§ **What is expected**
Leaving out every picture, quote the data below exactly as it appears.

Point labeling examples
============================================================

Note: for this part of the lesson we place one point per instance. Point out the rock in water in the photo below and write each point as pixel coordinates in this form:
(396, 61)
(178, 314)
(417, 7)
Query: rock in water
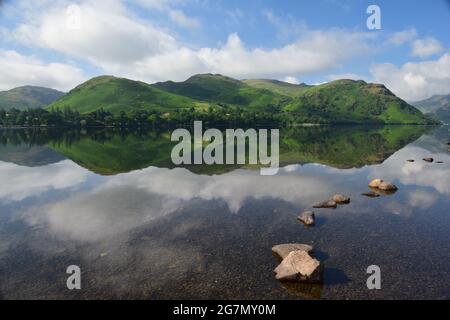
(283, 250)
(340, 199)
(375, 183)
(299, 266)
(330, 204)
(387, 186)
(307, 217)
(371, 194)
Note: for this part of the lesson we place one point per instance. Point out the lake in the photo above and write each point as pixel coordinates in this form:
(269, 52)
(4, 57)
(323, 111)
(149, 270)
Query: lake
(112, 203)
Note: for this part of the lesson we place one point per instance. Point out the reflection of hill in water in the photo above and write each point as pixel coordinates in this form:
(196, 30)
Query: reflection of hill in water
(109, 152)
(435, 140)
(24, 148)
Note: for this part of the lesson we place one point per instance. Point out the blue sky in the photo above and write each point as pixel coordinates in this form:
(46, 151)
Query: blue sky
(62, 43)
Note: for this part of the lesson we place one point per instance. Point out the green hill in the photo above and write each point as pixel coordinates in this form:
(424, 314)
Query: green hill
(219, 89)
(118, 94)
(28, 97)
(280, 87)
(355, 102)
(341, 101)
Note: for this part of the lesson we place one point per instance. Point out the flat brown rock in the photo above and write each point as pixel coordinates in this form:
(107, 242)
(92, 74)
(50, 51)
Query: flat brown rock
(283, 250)
(387, 186)
(308, 218)
(299, 266)
(340, 199)
(330, 204)
(375, 183)
(371, 194)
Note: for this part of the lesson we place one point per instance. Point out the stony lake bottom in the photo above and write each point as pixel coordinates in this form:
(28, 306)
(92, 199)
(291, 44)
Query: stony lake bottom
(111, 202)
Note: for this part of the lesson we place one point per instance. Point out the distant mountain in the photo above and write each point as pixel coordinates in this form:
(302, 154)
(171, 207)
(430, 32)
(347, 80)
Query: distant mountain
(28, 97)
(430, 105)
(219, 89)
(280, 87)
(355, 101)
(341, 101)
(443, 114)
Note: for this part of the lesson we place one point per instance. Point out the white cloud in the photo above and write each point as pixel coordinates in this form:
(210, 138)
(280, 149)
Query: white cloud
(426, 47)
(175, 15)
(415, 81)
(18, 70)
(351, 76)
(182, 20)
(290, 79)
(401, 37)
(113, 39)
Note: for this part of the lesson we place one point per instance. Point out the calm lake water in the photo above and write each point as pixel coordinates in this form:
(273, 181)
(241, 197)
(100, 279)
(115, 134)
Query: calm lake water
(112, 203)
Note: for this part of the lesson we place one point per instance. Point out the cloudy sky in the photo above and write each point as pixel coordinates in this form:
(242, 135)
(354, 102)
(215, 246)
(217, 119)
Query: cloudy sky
(59, 44)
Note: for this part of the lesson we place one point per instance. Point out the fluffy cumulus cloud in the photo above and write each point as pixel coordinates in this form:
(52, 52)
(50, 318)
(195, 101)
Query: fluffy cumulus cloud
(111, 37)
(17, 69)
(415, 80)
(426, 47)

============================================================

§ **The result**
Note: for this part of the lesson we place one point per instance. Point out the rock in water in the photo below and write each point as pixel coordinates in this form:
(396, 61)
(178, 314)
(417, 7)
Query: rock in water
(283, 250)
(340, 199)
(375, 183)
(299, 266)
(330, 204)
(387, 186)
(307, 217)
(371, 194)
Note: for this part of the lesson we place one point per instance. Point out the lake in the photo above and write each point as pixel coordinates in this form:
(269, 52)
(4, 57)
(323, 111)
(149, 270)
Query: lake
(112, 203)
Note: for this part of the lesson we place one point per instance. Point out the reflection of hill in water in the photo above and write each point as pixel coordinates in this form:
(196, 30)
Query: reflection of hill in water
(109, 152)
(435, 140)
(24, 148)
Note: for this part of the lesson we place one point per instance. Point out the blue sky in the photo above and write each point as pixel coordinates in this form:
(46, 151)
Query: blue sky
(62, 43)
Note: for this part of the lesson we place one point per instance. Point out the green hill in the photo above and write each point as pixel coordinates in this form:
(424, 314)
Query: green hill
(219, 89)
(118, 94)
(28, 97)
(280, 87)
(355, 102)
(341, 101)
Note: for this part of the lesson we place one point per instance. Point out the flat brown rock in the photo above and write each point as pixel coordinates in this form:
(107, 242)
(92, 74)
(50, 51)
Query: flat brown rock
(283, 250)
(387, 186)
(308, 218)
(299, 266)
(340, 199)
(330, 204)
(375, 183)
(371, 194)
Note: for this part of the lesson we place one point per instance. Point out the stony lake bottom in the photo above and write each point as pixel coordinates in this form:
(28, 306)
(92, 199)
(291, 44)
Query: stony lake bottom
(111, 202)
Note: for this part of the lesson we place one point per instance. Point out the distant mountain in the photo above and write each point as pixel coordinates in this form:
(302, 154)
(171, 207)
(430, 32)
(347, 80)
Query: distant mountain
(28, 97)
(430, 105)
(219, 89)
(280, 87)
(355, 101)
(341, 101)
(443, 114)
Note: for this part of the lesson we place one point per instance. Point out the white cloud in the photo above and write each point as pixel coordinates in this form:
(210, 138)
(280, 149)
Query: white cloud
(426, 47)
(175, 15)
(415, 81)
(18, 70)
(351, 76)
(182, 20)
(290, 79)
(401, 37)
(113, 39)
Note: for this part of the lesson we place one point per instance. Point out the calm lake water in the photo above and write each point as pixel coordinates in this form:
(273, 181)
(241, 197)
(100, 279)
(115, 134)
Query: calm lake water
(112, 203)
Note: for this part of the lesson we place one point per instance. Point out the cloudy sky in the photo above and write each point as pixel coordinates in this form:
(242, 135)
(354, 102)
(215, 246)
(217, 119)
Query: cloudy sky
(59, 44)
Note: for this part of the lesson we place one point per instance. Point out the fluffy cumulus cloud in the photo above and write each point as pixel coordinates in this form:
(52, 52)
(50, 318)
(195, 101)
Query: fluffy cumulus cloud
(111, 37)
(17, 69)
(415, 80)
(426, 47)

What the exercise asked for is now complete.